> _Requirement_:
Print, exactly as given, each line of the data from the line containing "pair like [898,559]." up to and including its last line.

-----

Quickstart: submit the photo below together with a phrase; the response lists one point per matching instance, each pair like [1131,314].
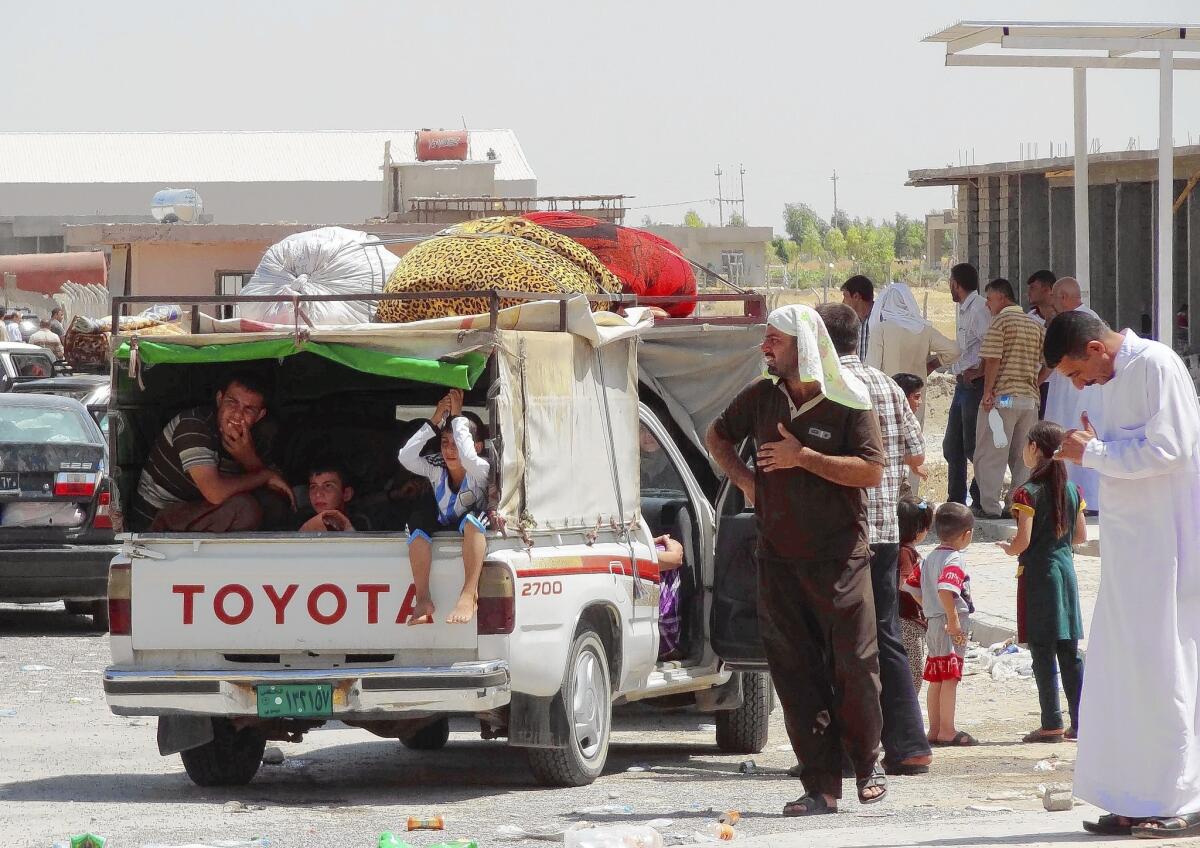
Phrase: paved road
[69,765]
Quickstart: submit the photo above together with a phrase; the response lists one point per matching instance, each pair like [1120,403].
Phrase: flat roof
[178,158]
[958,174]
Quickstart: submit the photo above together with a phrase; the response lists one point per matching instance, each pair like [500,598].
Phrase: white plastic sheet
[327,260]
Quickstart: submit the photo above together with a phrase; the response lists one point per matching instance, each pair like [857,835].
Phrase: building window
[733,265]
[229,283]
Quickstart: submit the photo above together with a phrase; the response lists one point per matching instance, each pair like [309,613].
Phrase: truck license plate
[293,701]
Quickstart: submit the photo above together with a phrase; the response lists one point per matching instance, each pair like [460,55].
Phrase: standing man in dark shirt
[819,449]
[204,469]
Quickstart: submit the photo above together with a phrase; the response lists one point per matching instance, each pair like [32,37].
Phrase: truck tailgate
[268,593]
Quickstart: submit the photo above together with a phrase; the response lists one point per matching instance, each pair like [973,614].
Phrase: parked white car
[235,639]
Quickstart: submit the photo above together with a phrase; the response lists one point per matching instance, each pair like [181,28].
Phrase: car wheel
[430,738]
[744,729]
[587,698]
[232,758]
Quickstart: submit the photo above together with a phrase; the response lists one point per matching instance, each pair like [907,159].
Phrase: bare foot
[463,611]
[423,612]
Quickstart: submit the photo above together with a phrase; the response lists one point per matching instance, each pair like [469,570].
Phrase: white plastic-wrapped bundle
[327,260]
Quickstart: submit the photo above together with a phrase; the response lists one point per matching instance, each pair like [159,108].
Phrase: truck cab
[234,639]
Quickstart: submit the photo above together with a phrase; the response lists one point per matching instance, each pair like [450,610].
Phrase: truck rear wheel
[232,758]
[430,738]
[744,729]
[587,696]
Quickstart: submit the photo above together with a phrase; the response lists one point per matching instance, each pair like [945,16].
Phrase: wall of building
[706,246]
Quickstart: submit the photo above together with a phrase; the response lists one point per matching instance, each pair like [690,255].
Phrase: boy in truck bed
[460,495]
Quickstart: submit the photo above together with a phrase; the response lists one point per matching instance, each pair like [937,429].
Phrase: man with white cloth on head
[819,450]
[903,342]
[1139,734]
[1065,403]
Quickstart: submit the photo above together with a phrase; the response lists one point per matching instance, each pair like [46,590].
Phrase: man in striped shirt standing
[1013,368]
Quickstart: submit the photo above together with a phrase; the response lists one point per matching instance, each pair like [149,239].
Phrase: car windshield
[41,425]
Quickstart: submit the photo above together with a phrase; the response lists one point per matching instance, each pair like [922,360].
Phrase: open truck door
[733,621]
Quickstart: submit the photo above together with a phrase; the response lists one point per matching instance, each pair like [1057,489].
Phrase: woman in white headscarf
[903,342]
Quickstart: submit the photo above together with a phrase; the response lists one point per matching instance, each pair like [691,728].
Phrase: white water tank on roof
[177,206]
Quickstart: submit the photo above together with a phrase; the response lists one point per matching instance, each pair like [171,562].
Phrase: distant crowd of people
[845,599]
[46,332]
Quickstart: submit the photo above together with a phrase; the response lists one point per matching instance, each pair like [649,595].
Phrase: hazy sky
[642,98]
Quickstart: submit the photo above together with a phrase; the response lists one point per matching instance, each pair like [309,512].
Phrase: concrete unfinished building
[1017,217]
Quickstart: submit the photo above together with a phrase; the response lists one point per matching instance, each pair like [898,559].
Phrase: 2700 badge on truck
[233,639]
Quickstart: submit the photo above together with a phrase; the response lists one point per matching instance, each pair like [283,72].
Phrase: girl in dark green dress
[1049,512]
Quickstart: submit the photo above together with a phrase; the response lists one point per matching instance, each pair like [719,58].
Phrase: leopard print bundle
[492,253]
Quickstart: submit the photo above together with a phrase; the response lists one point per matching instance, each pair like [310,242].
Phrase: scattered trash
[616,836]
[715,831]
[606,810]
[435,823]
[1057,799]
[83,841]
[239,807]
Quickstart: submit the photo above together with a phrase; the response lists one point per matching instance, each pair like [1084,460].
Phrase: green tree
[835,244]
[796,215]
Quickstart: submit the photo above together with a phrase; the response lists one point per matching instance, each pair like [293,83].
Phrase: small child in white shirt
[459,501]
[942,587]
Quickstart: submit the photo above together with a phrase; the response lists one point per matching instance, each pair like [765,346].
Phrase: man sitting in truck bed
[204,474]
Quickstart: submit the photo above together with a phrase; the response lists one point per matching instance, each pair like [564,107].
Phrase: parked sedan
[57,535]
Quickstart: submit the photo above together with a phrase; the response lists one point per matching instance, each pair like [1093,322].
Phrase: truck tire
[587,698]
[232,758]
[744,729]
[430,738]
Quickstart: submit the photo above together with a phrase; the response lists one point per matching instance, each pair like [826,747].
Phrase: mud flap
[183,733]
[538,722]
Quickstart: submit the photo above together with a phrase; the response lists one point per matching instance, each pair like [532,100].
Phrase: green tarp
[460,373]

-----

> _Reply to the exercise_:
Quickstart: submit the photo above together with a phrase; the response lists one point per matching instance, each pair like [898,559].
Phrase: 2700 badge on truck
[233,639]
Quickstart: submit the photo above together with a phrase; the response lists one point per matching instance, each pair like [283,72].
Phrase: girl in dark green dress
[1049,512]
Quickstart: submit the photo above together with a phrase; the response lists one point per matching instance, each pair like [719,58].
Phrase: leopard print bundle
[492,253]
Quickstart: submit the photo above together with a phrase; the response lists one point per matching instance, each pair like [310,242].
Phrase: scattered trash
[616,836]
[715,831]
[606,810]
[435,823]
[1057,799]
[83,841]
[239,807]
Quickstart: submit the photo above together with a phrase; the response lists one point per matching instance, each pair like [1084,460].
Phrase: green tree
[835,244]
[796,215]
Quickstart: submit the photo above together with a phrase; the response lists one point per matching instance, each pair like [293,83].
Phrase: small child in white shirt
[459,501]
[942,587]
Quickstart: submit the photo above together with a phrase; the response lists one point per matching instance, each pair like [765,346].
Phrase: man sitting in truck bed
[204,474]
Quickstart: submit the photo above together with a phrase; the response lists one point per matching instance, each pair like [564,107].
Phrase: parked sedan
[57,535]
Quickstart: submit the photo above together with a phrase; the response lists one point per matching instance, each pair like [1093,322].
Phrase: truck tire
[587,698]
[232,758]
[744,729]
[430,738]
Quickstart: submit the photo above together with a phrase; the response lists one point per matching instance, each pair like [826,747].
Phrase: mud flap
[183,733]
[538,722]
Quickstart: submit the photo above together with a phrase; the response lists one point per matching instance, each pair like [532,100].
Phrase: green tarp
[460,373]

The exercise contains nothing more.